Exercise:
Set down the entries below once more, precisely as they stand.

Material for this exercise:

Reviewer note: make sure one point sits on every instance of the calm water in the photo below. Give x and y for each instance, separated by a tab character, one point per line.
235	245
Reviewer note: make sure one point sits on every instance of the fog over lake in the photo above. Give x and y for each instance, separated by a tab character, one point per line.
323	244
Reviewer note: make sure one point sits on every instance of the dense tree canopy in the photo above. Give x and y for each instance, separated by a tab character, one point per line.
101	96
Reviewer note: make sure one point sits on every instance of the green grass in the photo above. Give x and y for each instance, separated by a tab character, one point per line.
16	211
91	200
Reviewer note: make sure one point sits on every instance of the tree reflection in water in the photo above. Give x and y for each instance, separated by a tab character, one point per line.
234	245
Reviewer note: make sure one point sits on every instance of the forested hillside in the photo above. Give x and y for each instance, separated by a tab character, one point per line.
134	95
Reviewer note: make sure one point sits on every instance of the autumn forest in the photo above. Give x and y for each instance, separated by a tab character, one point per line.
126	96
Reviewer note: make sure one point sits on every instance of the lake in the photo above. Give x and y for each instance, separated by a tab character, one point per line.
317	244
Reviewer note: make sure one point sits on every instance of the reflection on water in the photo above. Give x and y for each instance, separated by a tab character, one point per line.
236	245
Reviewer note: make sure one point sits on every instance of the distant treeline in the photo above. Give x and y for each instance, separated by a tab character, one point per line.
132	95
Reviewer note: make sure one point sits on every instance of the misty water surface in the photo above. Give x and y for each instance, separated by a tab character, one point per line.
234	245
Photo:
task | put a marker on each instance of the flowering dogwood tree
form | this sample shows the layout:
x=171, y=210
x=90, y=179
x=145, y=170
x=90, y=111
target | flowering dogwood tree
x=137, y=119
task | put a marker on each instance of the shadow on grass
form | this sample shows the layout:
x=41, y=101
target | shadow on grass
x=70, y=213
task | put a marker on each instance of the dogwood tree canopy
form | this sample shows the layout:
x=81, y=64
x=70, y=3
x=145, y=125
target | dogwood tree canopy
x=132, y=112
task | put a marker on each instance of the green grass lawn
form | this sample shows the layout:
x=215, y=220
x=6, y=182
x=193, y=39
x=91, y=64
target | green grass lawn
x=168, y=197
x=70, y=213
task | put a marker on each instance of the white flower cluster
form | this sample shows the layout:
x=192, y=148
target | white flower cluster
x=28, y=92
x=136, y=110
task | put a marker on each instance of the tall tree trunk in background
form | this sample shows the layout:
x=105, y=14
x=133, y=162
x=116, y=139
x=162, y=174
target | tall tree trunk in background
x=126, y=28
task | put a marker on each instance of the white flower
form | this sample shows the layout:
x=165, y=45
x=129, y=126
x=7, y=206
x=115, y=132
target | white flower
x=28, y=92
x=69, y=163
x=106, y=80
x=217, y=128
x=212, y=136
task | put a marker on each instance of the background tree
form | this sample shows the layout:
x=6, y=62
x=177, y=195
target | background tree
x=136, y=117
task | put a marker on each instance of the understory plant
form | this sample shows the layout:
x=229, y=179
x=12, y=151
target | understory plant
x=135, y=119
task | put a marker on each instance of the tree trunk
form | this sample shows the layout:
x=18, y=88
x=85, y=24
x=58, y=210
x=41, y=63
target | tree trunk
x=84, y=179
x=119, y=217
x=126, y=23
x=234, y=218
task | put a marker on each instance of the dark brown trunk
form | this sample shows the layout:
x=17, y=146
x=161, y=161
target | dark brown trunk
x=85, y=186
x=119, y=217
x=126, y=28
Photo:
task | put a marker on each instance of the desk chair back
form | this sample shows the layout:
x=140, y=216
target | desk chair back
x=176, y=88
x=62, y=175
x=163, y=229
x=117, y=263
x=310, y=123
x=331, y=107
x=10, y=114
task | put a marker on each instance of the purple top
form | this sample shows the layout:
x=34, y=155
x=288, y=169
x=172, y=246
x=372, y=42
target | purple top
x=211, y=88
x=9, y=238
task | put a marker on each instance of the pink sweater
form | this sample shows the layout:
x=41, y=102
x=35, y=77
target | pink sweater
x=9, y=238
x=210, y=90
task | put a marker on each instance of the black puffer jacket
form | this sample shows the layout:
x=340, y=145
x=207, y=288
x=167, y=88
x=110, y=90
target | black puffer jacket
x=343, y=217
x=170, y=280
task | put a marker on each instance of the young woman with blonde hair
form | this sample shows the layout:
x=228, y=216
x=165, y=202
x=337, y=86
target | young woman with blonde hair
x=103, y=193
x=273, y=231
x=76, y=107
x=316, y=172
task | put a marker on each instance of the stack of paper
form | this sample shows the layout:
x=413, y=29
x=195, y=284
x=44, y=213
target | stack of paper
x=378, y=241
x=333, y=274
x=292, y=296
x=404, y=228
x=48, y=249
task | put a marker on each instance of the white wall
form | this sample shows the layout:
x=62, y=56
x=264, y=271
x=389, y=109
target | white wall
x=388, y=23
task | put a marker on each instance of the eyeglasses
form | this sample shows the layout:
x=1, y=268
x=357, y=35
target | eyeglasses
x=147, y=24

Response to the exercise:
Reviewer note: make sure one point sits on every instance of the calm water in the photo below. Give x and y for each instance, separated by a tab character, one point per line.
235	245
Reviewer note: make sure one point sits on every instance of the fog over lake in the photo above. Give x and y for each instance, separated by a tab character, one point per line.
323	244
Reviewer note: make sure one point sits on every instance of the dense tree canopy in the photo above. Give x and y for each instance, separated by a tab character, one point per line.
101	96
Reviewer note: make sure one point sits on every instance of the green grass in the photo above. Give x and y for each instance, separated by a tab character, one point per line.
16	211
91	200
Reviewer note: make sure one point sits on every instance of the tree reflection in water in the photo above. Give x and y for each instance, separated by a tab character, one point per line.
234	245
Reviewer note: make sure one point sits on every instance of the forested hillside in the photo above. Give x and y for each instance, separated by a tab character, one point per line.
134	95
Reviewer note: make sure one point sits on every instance of the autumn forest in the photo above. Give x and y for each instance, separated by a tab character, one point per line.
126	96
Reviewer note: make sure one point sits on every instance of the lake in the photo above. Give x and y for each instance, separated by a tab character, one point per line.
317	244
Reviewer note: make sure one point sits on every instance of the reflection on water in the photo above. Give x and y for each instance, separated by a tab character, one point per line.
236	245
Reviewer note: make sure one point sits on every instance of the distant treeline in the photo above. Give x and y for each instance, separated by a tab character, one point per line.
132	95
Reviewer note: make sure one point sits on every instance of the misty water surface in the photo above. Give x and y for each instance, separated by a tab character, one point per line.
234	245
Photo:
task | put a marker on each instance of the flowering dogwood tree
form | this sample shows the layout:
x=171, y=210
x=90, y=179
x=145, y=170
x=90, y=111
target | flowering dogwood tree
x=137, y=119
task | put a marker on each instance of the shadow on grass
form | this sample shows the layout:
x=41, y=101
target | shadow on grass
x=70, y=213
task | put a marker on each instance of the dogwood tree canopy
form | this sample shows the layout:
x=81, y=64
x=70, y=3
x=145, y=125
target | dogwood tree canopy
x=132, y=112
task | put a marker on each instance of the green grass lawn
form | this sample shows the layout:
x=215, y=220
x=6, y=182
x=193, y=39
x=91, y=64
target | green grass lawn
x=168, y=197
x=70, y=213
task | put a marker on each instance of the white flower cluster
form | this sample shows the layout:
x=192, y=148
target | white flower cluster
x=28, y=92
x=136, y=110
task | put a marker on each instance of the tall tree trunk in background
form | this sample shows the layout:
x=105, y=14
x=133, y=162
x=116, y=139
x=162, y=174
target | tall tree trunk in background
x=126, y=28
task | put a marker on each instance of the white flower
form | this sample shows the layout:
x=165, y=45
x=129, y=126
x=7, y=206
x=115, y=132
target | white flower
x=28, y=92
x=69, y=163
x=106, y=80
x=217, y=128
x=212, y=136
task | put a marker on each instance of the background tree
form | this sample shows the layout:
x=6, y=62
x=177, y=195
target | background tree
x=136, y=117
task | put a marker on each instance of the understory plant
form | this sample shows the layout:
x=229, y=179
x=12, y=151
target | understory plant
x=135, y=119
task | put a marker on each instance of the tree trunk
form | this sample shows the layout:
x=18, y=88
x=85, y=24
x=58, y=210
x=41, y=63
target | tree trunk
x=84, y=179
x=119, y=217
x=126, y=23
x=234, y=218
task | put a marker on each instance of the dark brown trunk
form | this sample shows the layout:
x=17, y=146
x=161, y=161
target | dark brown trunk
x=85, y=186
x=119, y=217
x=126, y=28
Photo:
task | put a marker on each instance of the desk chair back
form | this sample shows the layout:
x=140, y=216
target | desk chair back
x=176, y=88
x=62, y=175
x=163, y=229
x=117, y=263
x=310, y=123
x=331, y=107
x=10, y=114
task | put a marker on each instance of the purple top
form | this sample shows the layout:
x=34, y=155
x=288, y=169
x=172, y=246
x=372, y=42
target | purple top
x=211, y=88
x=9, y=238
task | put a marker on each instance of the pink sweater
form | this sample shows the layout:
x=41, y=102
x=35, y=77
target | pink sweater
x=9, y=238
x=210, y=90
task | put a marker on each instance of the black puffer jacket
form | this sample shows the layout:
x=340, y=145
x=207, y=288
x=167, y=88
x=110, y=90
target | black puffer jacket
x=343, y=217
x=170, y=280
task | put a marker on each instance of the young woman with blonde hair
form | this sample shows the layout:
x=228, y=216
x=165, y=202
x=337, y=86
target | young woman with blonde hair
x=103, y=193
x=273, y=231
x=76, y=107
x=316, y=172
task | put a marker on each instance of the stack of paper
form | this sample shows the layout:
x=413, y=29
x=195, y=284
x=44, y=213
target | stack of paper
x=378, y=241
x=333, y=274
x=292, y=296
x=404, y=228
x=48, y=249
task | put a marker on each instance of the white wall
form | this sample shows the layout:
x=62, y=56
x=264, y=271
x=389, y=109
target | white wall
x=388, y=23
task | put a marker on each instance of the eyeglasses
form | this sample shows the layout:
x=1, y=268
x=357, y=35
target | eyeglasses
x=147, y=24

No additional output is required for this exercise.